___ Líneas de la tarea ___

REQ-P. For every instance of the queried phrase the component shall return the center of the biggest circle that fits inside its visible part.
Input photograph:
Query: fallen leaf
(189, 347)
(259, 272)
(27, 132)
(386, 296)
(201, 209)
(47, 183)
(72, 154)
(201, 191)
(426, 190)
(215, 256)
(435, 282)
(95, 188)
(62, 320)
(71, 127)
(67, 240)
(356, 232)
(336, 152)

___

## Instrucciones de la tarea
Por favor, presenta todas las líneas anteriores como un CSV de dos columnas, "enunciado" y "respuesta", con una fila por bloque. Pon cada valor entre comillas en un solo campo y cambia los saltos de línea por espacios.

## Respuesta de la tarea
enunciado,respuesta
"REQ-P. For every instance of the queried phrase the component shall return the center of the biggest circle that fits inside its visible part. Input photograph: Query: fallen leaf","(189, 347) (259, 272) (27, 132) (386, 296) (201, 209) (47, 183) (72, 154) (201, 191) (426, 190) (215, 256) (435, 282) (95, 188) (62, 320) (71, 127) (67, 240) (356, 232) (336, 152)"